▶ _RECORDS TO USE_
START
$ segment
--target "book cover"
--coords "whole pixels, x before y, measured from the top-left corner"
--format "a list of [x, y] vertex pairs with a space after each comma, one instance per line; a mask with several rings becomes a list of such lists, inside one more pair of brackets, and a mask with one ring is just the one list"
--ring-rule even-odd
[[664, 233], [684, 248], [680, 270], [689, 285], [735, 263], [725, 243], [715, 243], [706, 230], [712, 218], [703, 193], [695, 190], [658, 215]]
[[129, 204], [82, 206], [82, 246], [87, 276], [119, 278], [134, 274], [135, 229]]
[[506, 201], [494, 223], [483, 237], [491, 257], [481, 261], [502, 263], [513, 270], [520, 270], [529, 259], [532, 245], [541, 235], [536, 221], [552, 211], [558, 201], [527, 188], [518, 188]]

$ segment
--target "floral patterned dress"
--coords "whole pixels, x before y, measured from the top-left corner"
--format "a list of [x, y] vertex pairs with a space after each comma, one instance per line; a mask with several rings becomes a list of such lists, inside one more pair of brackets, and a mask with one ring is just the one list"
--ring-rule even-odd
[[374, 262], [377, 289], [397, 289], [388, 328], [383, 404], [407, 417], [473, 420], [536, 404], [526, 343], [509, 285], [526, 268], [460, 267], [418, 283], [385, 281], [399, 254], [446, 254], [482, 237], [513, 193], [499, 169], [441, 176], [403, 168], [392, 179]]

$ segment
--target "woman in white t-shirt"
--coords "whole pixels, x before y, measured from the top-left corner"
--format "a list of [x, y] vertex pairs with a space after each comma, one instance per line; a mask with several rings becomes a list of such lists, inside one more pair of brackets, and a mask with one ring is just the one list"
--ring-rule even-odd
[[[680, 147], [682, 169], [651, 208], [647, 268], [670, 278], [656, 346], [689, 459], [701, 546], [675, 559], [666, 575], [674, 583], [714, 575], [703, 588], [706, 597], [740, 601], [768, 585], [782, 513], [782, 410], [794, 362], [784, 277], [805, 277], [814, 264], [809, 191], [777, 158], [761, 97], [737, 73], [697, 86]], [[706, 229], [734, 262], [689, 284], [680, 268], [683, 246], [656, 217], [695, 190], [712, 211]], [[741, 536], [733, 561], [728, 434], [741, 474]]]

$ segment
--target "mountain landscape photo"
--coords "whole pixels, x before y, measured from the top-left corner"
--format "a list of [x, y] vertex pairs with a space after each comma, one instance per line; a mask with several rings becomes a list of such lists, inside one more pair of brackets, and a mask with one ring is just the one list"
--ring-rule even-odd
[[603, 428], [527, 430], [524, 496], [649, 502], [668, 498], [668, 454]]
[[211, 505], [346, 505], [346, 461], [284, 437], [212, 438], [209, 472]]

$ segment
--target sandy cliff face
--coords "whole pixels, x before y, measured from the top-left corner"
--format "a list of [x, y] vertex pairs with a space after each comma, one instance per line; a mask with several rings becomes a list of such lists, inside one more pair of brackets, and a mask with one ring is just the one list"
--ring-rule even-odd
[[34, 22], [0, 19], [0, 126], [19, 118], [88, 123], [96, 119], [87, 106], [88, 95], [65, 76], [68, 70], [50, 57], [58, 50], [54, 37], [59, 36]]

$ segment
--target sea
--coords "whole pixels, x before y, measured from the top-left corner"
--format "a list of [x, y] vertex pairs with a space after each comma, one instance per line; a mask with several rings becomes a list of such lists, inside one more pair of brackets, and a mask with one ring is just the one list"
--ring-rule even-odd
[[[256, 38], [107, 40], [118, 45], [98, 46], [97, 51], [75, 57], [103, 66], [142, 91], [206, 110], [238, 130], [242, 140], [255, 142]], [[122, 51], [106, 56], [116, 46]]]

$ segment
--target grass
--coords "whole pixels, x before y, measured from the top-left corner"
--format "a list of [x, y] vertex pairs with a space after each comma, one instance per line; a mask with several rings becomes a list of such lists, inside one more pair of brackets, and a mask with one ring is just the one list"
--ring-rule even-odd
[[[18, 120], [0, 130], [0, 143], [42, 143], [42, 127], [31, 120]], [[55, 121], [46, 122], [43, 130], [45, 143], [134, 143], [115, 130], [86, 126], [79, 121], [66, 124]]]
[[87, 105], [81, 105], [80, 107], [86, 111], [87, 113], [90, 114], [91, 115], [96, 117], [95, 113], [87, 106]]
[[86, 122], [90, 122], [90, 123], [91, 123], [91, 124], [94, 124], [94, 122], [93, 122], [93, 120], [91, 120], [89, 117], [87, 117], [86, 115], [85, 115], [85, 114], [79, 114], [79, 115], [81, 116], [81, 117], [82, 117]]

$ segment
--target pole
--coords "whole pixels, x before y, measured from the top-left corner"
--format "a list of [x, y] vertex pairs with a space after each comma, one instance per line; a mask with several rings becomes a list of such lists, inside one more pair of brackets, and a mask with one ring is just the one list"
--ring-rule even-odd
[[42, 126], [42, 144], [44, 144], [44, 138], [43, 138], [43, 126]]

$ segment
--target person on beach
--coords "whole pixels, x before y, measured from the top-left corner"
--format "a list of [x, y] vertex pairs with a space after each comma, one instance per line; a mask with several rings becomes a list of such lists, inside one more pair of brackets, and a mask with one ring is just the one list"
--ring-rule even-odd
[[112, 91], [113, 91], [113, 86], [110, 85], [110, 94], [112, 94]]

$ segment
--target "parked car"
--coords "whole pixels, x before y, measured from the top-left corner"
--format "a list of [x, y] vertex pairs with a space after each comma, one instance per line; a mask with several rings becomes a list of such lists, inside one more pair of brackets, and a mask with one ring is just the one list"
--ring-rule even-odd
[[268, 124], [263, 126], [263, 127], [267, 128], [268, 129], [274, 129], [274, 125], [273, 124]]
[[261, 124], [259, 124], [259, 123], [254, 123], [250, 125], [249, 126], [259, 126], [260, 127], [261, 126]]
END
▶ _INSTRUCTIONS TO FOLLOW_
Copy the entries, requests included, starting at the very first line and ending at the line containing "168], [392, 179]]". In the answers, scale every vertex coordinate by 2.5 and round to a whole number, rounding halves up, and leave the requests unchanged.

▶ _WRITTEN SOLUTION_
$ segment
--target "book cover"
--coords "whole pixels, x before y, measured from the top-left corner"
--format "a list of [x, y] vertex pairs with a space after each comma, one instance per line; a mask with several rings becomes a list of such lists, inside one more pair of brackets, and a mask with one ring is just the one list"
--ring-rule even-odd
[[1660, 583], [1710, 620], [1700, 675], [1723, 713], [1838, 658], [1813, 608], [1788, 608], [1765, 575], [1780, 545], [1758, 483], [1738, 475], [1645, 538]]
[[323, 510], [205, 515], [205, 615], [218, 690], [298, 695], [335, 685], [338, 573]]
[[1265, 503], [1235, 558], [1208, 593], [1228, 643], [1203, 653], [1255, 658], [1283, 675], [1300, 675], [1323, 648], [1330, 613], [1353, 588], [1340, 553], [1380, 528], [1395, 503], [1318, 470], [1295, 470]]

$ segment
--target "floral patterned dress"
--coords "whole pixels, x before y, measured from the top-left corner"
--format "a list of [x, y] vertex pairs with a space after each comma, one instance per line; a mask with several rings becomes a list of such lists, inside one more pair of brackets, and a mask with one ring is just the one list"
--ring-rule even-odd
[[935, 655], [943, 723], [993, 723], [970, 820], [958, 1010], [1018, 1043], [1183, 1050], [1340, 1010], [1315, 858], [1273, 713], [1315, 670], [1150, 668], [1045, 708], [963, 703], [998, 635], [1115, 635], [1205, 593], [1283, 483], [1248, 423], [1103, 440], [1008, 420], [980, 448]]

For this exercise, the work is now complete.